**Work instructions:**
Reproduce all of the entries below, substituting "foreground clicks" for every occurrence of "positive clicks" and leaving everything else unaltered.

**Source material:**
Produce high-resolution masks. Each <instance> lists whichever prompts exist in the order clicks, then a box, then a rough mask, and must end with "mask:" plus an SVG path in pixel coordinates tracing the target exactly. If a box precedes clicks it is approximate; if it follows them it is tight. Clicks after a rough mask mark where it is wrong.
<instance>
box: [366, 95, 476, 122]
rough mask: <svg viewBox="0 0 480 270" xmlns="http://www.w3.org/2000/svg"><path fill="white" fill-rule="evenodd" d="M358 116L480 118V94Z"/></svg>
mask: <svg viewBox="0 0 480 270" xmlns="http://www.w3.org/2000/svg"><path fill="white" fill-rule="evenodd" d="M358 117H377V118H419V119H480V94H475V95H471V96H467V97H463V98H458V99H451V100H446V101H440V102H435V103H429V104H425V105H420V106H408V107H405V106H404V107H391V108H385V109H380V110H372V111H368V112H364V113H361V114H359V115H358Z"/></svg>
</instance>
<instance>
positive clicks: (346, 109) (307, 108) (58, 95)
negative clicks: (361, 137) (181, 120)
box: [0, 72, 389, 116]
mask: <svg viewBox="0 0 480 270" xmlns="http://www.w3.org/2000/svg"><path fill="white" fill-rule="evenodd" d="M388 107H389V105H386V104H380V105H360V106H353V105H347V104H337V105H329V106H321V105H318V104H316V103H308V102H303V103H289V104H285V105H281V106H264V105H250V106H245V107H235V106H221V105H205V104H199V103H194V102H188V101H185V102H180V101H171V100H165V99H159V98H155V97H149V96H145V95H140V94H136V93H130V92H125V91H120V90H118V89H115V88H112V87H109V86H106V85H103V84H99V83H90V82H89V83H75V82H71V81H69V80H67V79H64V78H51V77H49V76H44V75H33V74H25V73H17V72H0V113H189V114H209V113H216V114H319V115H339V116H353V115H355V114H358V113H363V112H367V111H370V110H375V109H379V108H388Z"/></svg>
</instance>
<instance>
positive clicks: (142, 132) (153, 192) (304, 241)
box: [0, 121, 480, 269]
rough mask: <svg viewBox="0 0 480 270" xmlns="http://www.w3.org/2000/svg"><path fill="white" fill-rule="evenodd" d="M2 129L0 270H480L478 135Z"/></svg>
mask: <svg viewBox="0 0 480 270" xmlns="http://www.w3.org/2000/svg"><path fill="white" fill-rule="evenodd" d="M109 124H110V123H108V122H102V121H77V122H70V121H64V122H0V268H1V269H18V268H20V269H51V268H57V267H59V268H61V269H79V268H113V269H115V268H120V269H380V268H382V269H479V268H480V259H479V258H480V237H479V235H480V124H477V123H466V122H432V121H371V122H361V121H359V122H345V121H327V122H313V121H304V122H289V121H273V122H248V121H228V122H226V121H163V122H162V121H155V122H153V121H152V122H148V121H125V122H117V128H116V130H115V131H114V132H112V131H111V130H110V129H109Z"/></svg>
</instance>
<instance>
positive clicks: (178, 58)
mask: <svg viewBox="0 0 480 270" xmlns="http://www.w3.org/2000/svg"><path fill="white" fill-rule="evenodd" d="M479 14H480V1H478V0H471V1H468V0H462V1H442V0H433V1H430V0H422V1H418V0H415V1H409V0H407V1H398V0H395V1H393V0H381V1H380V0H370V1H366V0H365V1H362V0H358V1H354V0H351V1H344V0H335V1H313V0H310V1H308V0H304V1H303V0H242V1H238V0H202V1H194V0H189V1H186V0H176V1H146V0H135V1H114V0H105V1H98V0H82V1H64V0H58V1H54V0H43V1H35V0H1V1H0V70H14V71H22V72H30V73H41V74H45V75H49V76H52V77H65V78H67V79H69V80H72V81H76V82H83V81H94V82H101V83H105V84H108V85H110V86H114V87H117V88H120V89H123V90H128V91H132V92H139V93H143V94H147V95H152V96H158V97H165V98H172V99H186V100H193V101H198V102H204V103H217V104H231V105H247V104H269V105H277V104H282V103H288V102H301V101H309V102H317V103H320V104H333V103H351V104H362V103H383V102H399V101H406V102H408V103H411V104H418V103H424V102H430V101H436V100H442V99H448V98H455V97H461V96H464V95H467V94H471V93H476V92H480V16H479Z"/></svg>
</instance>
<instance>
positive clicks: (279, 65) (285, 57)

**Result of the exercise:**
Produce high-resolution masks. Each <instance> lists whichever prompts exist in the order clicks, then a box, then a rough mask, and must end with "mask:" plus an SVG path in pixel coordinates tracing the target exactly. If a box precedes clicks it is approximate; if it follows them it is tight. Clicks after a rough mask mark where it is wrong.
<instance>
box: [366, 95, 476, 122]
rough mask: <svg viewBox="0 0 480 270" xmlns="http://www.w3.org/2000/svg"><path fill="white" fill-rule="evenodd" d="M358 116L480 118V94Z"/></svg>
mask: <svg viewBox="0 0 480 270" xmlns="http://www.w3.org/2000/svg"><path fill="white" fill-rule="evenodd" d="M358 117H377V118H419V119H480V94H475V95H471V96H467V97H463V98H458V99H451V100H446V101H440V102H435V103H429V104H425V105H420V106H408V107H405V106H404V107H391V108H385V109H380V110H372V111H368V112H364V113H361V114H359V115H358Z"/></svg>
</instance>
<instance>
foreground clicks: (346, 109) (307, 108) (58, 95)
negative clicks: (361, 137) (181, 120)
box: [0, 72, 389, 116]
mask: <svg viewBox="0 0 480 270" xmlns="http://www.w3.org/2000/svg"><path fill="white" fill-rule="evenodd" d="M388 107H389V105H386V104H380V105H360V106H353V105H347V104H337V105H329V106H321V105H318V104H316V103H308V102H303V103H289V104H285V105H281V106H264V105H250V106H245V107H235V106H221V105H205V104H199V103H194V102H188V101H185V102H180V101H171V100H165V99H159V98H155V97H149V96H145V95H140V94H136V93H130V92H125V91H120V90H118V89H115V88H112V87H109V86H106V85H103V84H99V83H90V82H89V83H75V82H71V81H69V80H67V79H64V78H51V77H49V76H44V75H33V74H25V73H17V72H0V113H189V114H209V113H216V114H319V115H339V116H353V115H355V114H358V113H363V112H367V111H370V110H375V109H379V108H388Z"/></svg>
</instance>
<instance>
foreground clicks: (142, 132) (153, 192) (304, 241)
box: [0, 121, 480, 269]
rough mask: <svg viewBox="0 0 480 270" xmlns="http://www.w3.org/2000/svg"><path fill="white" fill-rule="evenodd" d="M2 129L0 270H480L478 135Z"/></svg>
mask: <svg viewBox="0 0 480 270" xmlns="http://www.w3.org/2000/svg"><path fill="white" fill-rule="evenodd" d="M109 124H110V123H108V122H102V121H77V122H70V121H64V122H0V268H1V269H18V268H20V269H51V268H57V267H59V268H61V269H79V268H113V269H115V268H120V269H380V268H382V269H479V268H480V259H479V258H480V237H479V235H480V124H477V123H466V122H432V121H371V122H361V121H359V122H345V121H327V122H313V121H304V122H289V121H273V122H248V121H228V122H226V121H163V122H162V121H155V122H153V121H152V122H148V121H125V122H117V128H116V130H115V131H114V132H112V131H111V130H110V129H109Z"/></svg>
</instance>
<instance>
foreground clicks: (178, 58)
mask: <svg viewBox="0 0 480 270" xmlns="http://www.w3.org/2000/svg"><path fill="white" fill-rule="evenodd" d="M479 14H480V1H478V0H471V1H468V0H462V1H442V0H433V1H430V0H422V1H418V0H415V1H409V0H407V1H398V0H395V1H393V0H381V1H380V0H370V1H366V0H365V1H362V0H358V1H354V0H351V1H344V0H335V1H313V0H310V1H308V0H304V1H303V0H242V1H238V0H202V1H194V0H189V1H186V0H176V1H146V0H135V1H114V0H105V1H98V0H82V1H64V0H58V1H54V0H43V1H35V0H1V1H0V70H14V71H22V72H30V73H41V74H45V75H49V76H52V77H65V78H67V79H69V80H72V81H76V82H83V81H94V82H101V83H105V84H108V85H110V86H114V87H117V88H120V89H123V90H128V91H132V92H139V93H143V94H147V95H152V96H158V97H165V98H172V99H186V100H193V101H198V102H204V103H217V104H231V105H247V104H269V105H277V104H282V103H288V102H301V101H309V102H317V103H320V104H333V103H351V104H362V103H383V102H399V101H406V102H408V103H411V104H418V103H424V102H430V101H436V100H442V99H448V98H455V97H461V96H464V95H467V94H471V93H476V92H480V16H479Z"/></svg>
</instance>
<instance>
foreground clicks: (279, 65) (285, 57)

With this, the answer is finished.